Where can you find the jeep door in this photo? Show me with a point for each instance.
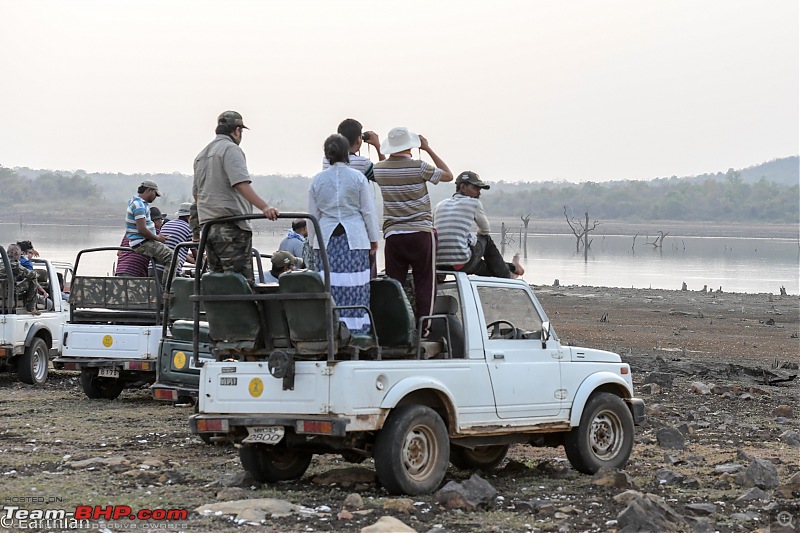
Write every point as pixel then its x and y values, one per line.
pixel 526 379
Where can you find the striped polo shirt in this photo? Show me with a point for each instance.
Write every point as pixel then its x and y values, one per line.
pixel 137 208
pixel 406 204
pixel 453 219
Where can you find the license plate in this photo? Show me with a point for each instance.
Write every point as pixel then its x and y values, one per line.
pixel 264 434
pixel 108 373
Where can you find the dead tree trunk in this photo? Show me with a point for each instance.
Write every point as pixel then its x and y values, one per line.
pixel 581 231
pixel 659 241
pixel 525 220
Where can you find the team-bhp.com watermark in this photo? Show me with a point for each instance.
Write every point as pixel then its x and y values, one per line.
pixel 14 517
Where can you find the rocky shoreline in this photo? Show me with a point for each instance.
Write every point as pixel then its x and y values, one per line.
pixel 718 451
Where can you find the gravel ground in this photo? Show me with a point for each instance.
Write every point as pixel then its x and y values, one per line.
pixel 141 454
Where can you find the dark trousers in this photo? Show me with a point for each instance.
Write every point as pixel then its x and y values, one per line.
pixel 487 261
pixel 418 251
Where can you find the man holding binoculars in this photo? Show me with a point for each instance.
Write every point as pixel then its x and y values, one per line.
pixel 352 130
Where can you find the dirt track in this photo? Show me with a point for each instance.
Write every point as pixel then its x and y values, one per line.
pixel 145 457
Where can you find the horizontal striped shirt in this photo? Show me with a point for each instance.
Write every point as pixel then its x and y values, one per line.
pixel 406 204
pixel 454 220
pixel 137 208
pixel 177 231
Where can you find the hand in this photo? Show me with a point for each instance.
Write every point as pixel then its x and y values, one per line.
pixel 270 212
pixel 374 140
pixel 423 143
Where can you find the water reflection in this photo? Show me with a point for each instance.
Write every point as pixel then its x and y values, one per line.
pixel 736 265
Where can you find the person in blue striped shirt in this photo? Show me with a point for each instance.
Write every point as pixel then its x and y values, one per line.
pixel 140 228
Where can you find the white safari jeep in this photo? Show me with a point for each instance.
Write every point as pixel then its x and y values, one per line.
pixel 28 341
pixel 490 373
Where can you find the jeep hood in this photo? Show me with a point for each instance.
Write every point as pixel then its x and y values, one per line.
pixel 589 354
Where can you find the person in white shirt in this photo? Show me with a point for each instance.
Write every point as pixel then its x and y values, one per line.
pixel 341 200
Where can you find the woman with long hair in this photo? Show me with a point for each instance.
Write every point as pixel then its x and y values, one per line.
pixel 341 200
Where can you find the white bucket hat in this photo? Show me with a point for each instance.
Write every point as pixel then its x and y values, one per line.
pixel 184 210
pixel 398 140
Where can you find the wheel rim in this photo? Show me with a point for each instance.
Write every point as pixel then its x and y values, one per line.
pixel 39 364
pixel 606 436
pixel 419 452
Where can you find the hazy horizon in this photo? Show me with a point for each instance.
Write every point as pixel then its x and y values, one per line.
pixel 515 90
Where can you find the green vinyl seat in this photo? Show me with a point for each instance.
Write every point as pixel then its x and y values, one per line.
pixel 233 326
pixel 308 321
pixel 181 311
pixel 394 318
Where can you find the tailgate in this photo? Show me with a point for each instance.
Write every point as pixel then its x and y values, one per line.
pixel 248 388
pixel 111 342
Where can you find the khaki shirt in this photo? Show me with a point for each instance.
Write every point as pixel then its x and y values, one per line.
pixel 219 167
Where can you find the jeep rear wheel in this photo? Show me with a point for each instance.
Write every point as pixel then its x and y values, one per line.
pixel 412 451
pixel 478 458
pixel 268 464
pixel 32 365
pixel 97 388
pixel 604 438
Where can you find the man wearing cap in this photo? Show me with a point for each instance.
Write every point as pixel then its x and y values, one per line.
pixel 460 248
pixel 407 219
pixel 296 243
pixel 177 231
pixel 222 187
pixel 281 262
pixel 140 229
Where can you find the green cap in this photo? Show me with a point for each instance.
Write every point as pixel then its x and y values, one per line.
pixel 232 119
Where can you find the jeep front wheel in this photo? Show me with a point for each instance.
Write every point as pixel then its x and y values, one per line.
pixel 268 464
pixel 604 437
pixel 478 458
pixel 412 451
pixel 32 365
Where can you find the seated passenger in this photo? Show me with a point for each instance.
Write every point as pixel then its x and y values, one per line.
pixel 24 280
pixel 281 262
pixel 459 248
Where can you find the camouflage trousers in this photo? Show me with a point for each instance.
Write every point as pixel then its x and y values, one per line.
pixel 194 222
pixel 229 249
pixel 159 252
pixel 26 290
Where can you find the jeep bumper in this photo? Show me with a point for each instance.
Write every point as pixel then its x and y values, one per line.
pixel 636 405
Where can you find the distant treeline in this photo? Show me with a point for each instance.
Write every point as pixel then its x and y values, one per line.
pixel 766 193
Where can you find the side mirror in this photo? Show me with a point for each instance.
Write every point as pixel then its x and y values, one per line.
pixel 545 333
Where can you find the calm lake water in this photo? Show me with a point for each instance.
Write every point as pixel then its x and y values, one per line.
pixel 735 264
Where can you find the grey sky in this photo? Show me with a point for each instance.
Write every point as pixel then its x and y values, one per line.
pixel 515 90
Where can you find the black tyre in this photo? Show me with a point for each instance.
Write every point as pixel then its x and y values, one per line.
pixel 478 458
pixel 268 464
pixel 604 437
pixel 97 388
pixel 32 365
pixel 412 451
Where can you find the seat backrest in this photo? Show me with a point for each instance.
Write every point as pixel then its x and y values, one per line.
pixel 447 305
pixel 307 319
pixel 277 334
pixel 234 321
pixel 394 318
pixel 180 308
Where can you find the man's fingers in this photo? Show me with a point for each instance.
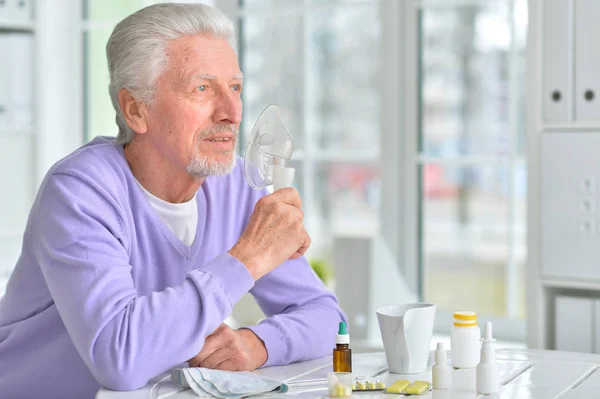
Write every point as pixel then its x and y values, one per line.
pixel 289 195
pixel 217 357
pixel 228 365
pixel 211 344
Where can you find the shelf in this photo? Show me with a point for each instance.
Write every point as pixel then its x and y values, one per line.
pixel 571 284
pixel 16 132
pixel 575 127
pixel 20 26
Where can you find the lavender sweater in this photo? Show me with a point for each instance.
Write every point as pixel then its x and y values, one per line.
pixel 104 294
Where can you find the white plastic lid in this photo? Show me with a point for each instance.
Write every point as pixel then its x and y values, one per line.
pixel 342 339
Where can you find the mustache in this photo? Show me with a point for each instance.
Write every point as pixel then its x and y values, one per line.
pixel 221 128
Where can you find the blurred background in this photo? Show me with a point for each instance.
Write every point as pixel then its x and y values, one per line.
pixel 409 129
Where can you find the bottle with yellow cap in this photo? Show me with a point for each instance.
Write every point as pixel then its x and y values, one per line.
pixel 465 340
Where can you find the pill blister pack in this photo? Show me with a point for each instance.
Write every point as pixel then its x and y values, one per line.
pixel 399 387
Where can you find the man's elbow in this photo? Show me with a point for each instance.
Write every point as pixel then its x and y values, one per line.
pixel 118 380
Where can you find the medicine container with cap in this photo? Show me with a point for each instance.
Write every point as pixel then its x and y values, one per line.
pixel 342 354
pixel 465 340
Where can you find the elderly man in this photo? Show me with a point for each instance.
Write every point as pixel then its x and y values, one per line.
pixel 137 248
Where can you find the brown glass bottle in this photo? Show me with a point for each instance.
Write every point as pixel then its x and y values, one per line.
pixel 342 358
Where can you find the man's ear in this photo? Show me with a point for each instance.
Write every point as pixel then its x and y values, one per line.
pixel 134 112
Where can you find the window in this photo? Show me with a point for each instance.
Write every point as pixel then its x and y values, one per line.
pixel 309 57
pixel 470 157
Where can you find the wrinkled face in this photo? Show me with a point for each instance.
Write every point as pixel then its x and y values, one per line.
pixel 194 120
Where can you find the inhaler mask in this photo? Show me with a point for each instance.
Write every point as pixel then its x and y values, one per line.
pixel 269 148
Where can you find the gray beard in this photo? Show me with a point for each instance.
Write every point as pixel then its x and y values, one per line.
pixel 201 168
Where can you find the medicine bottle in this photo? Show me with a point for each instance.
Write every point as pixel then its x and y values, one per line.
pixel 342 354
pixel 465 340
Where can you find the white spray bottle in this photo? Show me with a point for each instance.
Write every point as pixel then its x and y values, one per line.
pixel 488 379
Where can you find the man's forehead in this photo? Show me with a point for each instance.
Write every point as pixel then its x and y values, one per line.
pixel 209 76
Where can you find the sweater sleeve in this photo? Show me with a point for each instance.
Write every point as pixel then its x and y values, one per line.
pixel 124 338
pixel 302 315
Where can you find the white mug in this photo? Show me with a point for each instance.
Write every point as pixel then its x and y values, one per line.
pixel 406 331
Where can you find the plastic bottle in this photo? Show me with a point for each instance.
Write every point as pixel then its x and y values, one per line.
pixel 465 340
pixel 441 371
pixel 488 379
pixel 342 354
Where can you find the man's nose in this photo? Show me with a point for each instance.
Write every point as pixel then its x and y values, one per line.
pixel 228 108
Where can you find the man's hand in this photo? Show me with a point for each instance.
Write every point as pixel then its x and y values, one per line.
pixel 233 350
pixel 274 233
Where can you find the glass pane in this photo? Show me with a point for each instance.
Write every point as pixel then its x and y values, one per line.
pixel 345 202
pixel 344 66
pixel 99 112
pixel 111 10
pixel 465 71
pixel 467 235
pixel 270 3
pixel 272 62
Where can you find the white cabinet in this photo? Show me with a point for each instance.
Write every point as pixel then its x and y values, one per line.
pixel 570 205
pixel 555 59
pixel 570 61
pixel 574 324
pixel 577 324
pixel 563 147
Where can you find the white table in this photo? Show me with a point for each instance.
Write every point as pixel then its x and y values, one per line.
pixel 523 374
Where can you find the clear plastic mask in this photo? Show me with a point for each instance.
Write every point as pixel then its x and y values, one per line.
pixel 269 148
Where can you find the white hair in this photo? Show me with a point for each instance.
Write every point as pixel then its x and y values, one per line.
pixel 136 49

What is expected: Rewrite the data from its start through the line containing "pixel 526 379", putting "car door" in place of "jeep door" and keeping everything else the same. Omit the pictures from your answer.

Written answer:
Where can you find the car door in this photo? Show me with a point for each instance.
Write every point as pixel then its x and y values, one per line.
pixel 526 379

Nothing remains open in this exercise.